▶ **Stated task**: Everything from the line containing "the wood plank." to the final line of the records below should be given again exactly, and nothing else.

________________________________________

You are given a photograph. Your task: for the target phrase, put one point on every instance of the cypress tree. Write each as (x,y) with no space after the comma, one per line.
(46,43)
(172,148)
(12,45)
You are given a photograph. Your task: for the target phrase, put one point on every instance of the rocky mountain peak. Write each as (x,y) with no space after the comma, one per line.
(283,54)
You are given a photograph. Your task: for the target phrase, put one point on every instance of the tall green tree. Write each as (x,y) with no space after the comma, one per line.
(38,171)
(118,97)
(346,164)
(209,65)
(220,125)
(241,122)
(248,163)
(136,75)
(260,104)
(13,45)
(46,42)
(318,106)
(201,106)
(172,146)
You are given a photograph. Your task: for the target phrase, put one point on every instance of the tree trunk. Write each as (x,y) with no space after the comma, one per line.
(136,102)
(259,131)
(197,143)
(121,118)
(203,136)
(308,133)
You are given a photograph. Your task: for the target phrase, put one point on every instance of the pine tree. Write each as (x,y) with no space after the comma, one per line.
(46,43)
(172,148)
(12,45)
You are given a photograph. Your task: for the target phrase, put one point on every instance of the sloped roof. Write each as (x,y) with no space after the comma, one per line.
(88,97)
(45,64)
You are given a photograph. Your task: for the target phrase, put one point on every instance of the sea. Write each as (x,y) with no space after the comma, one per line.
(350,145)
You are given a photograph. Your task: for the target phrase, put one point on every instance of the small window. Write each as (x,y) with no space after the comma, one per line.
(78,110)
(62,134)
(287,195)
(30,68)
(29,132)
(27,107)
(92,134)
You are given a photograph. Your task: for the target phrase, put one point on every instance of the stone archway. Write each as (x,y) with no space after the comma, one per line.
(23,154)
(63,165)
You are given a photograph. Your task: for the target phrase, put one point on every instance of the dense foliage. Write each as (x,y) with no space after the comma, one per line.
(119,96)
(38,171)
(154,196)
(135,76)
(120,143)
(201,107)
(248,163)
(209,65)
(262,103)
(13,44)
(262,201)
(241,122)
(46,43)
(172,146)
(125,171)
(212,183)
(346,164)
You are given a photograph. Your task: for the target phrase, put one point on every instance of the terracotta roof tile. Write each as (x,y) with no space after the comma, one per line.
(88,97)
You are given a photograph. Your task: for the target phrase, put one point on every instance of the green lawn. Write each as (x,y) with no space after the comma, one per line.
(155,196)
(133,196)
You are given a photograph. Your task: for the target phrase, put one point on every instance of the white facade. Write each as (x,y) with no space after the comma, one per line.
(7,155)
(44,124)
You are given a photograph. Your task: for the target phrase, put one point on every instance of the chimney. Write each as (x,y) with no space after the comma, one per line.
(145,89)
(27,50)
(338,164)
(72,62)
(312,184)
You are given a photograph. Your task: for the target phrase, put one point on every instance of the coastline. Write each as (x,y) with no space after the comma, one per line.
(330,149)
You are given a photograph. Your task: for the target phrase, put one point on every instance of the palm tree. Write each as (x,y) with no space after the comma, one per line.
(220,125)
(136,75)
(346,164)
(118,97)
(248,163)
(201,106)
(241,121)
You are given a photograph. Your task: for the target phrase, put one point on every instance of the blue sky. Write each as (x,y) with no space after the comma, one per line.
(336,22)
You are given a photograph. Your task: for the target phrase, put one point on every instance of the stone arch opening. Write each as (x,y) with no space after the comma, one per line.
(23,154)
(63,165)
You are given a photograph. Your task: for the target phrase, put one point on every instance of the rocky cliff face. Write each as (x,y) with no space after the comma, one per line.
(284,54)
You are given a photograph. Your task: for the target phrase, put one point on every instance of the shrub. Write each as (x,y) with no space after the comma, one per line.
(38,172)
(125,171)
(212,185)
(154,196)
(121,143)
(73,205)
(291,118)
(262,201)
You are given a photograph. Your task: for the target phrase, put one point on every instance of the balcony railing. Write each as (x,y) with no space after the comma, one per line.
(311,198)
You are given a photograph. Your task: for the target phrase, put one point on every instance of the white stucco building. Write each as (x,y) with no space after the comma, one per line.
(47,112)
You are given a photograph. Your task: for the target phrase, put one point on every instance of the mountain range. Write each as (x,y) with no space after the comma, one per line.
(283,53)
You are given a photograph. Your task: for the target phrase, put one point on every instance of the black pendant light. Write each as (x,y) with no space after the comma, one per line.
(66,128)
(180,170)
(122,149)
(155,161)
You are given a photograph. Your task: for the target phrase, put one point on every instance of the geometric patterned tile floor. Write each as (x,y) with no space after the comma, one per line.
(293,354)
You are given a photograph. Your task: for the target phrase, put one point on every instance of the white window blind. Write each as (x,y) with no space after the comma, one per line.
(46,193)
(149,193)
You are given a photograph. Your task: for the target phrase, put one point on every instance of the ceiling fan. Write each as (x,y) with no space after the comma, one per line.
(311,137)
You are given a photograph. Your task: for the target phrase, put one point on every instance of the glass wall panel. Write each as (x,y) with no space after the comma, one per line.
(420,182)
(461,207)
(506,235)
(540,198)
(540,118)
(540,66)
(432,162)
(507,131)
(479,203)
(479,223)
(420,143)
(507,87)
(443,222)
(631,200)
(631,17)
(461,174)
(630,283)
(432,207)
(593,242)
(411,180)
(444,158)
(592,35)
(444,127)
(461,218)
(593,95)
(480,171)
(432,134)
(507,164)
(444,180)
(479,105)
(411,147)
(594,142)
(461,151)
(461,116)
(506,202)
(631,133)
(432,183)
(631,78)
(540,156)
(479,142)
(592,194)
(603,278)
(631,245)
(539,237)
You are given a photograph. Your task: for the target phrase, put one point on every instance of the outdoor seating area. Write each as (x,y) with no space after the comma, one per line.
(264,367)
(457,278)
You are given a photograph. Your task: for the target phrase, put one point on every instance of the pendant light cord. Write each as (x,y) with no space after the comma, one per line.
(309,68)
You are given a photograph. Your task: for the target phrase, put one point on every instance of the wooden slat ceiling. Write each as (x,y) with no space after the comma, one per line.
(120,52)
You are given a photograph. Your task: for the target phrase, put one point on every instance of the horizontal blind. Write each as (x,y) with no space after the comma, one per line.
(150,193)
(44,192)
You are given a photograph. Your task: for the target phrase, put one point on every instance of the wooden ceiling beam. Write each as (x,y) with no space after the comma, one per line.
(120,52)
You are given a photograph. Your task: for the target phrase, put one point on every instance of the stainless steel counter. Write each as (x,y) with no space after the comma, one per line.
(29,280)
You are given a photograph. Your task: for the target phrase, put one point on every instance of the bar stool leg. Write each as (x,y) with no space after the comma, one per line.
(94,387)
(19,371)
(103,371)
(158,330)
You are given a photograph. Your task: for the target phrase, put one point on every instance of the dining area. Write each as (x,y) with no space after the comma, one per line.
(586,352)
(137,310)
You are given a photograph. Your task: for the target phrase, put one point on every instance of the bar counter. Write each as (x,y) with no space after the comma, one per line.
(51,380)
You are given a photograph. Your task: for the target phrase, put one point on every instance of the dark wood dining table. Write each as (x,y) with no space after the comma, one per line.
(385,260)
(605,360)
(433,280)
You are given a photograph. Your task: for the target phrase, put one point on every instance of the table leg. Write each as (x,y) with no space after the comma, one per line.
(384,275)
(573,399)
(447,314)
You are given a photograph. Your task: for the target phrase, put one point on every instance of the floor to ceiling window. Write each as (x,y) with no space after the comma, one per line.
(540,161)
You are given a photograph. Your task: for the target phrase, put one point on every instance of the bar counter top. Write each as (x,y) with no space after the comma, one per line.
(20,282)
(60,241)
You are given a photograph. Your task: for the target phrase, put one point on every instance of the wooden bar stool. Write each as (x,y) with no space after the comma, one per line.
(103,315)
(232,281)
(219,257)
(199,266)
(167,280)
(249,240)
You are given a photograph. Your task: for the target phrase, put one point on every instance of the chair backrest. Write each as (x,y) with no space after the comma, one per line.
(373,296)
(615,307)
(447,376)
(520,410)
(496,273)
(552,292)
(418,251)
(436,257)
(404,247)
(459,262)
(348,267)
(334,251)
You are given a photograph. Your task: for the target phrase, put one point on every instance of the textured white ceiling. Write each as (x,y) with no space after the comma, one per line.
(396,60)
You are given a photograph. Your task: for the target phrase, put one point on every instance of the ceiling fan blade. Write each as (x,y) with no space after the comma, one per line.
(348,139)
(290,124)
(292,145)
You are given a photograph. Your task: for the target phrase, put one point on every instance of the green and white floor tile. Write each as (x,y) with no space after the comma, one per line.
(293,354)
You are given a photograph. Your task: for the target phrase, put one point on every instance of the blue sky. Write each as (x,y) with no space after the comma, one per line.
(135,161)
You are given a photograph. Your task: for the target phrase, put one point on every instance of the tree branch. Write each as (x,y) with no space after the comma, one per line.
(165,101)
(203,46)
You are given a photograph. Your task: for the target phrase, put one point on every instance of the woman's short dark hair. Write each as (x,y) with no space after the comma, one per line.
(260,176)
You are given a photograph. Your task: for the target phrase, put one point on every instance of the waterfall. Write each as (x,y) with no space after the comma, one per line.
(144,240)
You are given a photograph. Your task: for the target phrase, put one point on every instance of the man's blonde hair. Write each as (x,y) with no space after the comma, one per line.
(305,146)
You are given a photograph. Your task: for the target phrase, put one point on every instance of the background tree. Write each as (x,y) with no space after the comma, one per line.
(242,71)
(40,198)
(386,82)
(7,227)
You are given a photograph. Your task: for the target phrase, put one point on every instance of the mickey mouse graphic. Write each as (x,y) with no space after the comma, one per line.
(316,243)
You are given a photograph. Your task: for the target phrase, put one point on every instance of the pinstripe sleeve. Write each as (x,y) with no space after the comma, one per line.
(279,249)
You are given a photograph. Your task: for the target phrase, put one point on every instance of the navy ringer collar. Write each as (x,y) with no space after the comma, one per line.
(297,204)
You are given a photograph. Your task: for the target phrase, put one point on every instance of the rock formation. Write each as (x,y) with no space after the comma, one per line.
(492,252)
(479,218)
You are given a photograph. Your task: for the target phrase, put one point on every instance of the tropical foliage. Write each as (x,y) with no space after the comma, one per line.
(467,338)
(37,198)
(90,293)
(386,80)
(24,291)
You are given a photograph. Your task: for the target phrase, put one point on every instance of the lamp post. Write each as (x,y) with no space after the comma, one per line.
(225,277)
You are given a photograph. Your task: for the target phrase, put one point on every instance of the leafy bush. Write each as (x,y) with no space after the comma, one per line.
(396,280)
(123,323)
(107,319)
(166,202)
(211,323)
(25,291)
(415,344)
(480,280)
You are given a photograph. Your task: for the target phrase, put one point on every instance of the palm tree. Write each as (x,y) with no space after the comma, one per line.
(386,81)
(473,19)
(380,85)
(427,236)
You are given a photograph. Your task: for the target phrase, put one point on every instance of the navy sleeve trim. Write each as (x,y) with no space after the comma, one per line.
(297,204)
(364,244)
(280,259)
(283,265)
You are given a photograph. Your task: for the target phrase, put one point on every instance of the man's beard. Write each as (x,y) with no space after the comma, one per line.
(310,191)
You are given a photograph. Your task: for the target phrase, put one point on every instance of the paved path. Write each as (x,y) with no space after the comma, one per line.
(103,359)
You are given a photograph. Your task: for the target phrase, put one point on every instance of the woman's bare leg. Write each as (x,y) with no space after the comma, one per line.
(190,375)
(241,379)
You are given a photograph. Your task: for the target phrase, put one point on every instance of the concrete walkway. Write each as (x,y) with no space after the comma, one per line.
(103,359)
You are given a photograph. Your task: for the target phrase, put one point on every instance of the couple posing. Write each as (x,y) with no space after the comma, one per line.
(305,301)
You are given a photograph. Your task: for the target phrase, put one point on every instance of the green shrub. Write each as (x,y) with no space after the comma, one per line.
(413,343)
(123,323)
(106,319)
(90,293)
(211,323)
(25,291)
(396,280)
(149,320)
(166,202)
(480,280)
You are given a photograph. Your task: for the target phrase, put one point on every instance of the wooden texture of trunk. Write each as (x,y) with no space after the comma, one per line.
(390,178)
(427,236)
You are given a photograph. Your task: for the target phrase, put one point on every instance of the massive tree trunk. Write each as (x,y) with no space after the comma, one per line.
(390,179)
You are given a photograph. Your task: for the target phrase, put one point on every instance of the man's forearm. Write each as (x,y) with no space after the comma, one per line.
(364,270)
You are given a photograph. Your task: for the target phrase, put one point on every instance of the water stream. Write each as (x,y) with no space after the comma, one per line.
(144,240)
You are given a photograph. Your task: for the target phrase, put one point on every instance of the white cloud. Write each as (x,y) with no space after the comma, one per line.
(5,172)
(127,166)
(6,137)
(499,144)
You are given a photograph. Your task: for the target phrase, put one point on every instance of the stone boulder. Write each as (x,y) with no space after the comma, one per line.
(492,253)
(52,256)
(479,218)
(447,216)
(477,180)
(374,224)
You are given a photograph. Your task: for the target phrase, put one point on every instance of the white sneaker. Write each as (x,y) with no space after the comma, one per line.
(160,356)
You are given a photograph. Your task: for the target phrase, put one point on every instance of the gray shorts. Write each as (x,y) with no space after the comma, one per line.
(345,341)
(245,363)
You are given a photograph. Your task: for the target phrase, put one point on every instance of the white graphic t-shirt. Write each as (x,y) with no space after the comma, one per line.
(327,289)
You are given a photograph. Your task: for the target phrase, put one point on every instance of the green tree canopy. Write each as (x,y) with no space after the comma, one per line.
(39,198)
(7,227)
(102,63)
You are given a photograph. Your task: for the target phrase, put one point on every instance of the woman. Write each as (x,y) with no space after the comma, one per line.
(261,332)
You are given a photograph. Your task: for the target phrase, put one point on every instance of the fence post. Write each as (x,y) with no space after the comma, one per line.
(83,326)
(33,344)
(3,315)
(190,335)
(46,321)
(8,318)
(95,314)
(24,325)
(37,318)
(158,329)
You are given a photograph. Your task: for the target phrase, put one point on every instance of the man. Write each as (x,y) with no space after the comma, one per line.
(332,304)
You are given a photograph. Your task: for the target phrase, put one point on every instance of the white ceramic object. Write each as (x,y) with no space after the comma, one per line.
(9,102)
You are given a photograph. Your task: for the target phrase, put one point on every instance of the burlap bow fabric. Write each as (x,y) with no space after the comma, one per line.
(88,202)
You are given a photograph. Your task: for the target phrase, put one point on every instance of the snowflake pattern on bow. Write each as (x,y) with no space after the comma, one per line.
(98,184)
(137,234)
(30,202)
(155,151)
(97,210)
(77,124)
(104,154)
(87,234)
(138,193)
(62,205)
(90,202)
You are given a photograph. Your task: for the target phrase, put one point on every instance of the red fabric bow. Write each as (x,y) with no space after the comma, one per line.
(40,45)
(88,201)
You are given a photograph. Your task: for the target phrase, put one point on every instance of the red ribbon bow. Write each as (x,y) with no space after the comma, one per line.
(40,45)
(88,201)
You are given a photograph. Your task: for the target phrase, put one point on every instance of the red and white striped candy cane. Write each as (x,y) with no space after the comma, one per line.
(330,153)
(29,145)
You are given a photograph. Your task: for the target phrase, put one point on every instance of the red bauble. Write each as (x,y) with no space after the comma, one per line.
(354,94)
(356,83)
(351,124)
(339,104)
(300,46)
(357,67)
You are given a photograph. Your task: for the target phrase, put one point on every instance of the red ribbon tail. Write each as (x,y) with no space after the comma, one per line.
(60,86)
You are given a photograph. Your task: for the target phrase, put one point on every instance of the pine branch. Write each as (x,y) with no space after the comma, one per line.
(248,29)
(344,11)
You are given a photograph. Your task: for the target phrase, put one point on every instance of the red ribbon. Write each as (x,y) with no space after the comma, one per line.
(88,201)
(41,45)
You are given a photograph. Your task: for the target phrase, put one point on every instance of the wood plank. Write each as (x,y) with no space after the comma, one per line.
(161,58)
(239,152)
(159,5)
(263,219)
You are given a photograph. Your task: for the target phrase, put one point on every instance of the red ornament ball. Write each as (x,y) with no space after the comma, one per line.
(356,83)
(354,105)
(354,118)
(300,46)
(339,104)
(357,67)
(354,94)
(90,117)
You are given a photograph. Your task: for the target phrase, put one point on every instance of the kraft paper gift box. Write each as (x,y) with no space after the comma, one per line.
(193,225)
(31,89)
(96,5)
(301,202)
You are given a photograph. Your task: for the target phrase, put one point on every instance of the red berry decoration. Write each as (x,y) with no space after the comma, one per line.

________________________________________

▶ **Full solution**:
You are given a photograph. Your task: for the target phrase, put one point on every instance of the wood plank. Write each as (x,y) with no space after the comma, one per line.
(161,58)
(239,152)
(159,5)
(263,219)
You are given a photograph. Your task: for the target phrase, put one point on every instance of the red ornament ball. Write each as (x,y) with no space after the comma, one per line.
(356,83)
(354,105)
(354,118)
(300,46)
(339,104)
(357,67)
(354,94)
(90,117)
You are given a photograph. Your task: for the target phrase, put one point on every instance of the kraft paper gift box. Write each as (x,y) with no space after the comma, one per line.
(193,225)
(31,89)
(96,5)
(301,202)
You are given a photograph. Your task: for the target phrase, put one point on every instance of the red berry decoration. Write each as (x,y) with no space after the comma, one per line.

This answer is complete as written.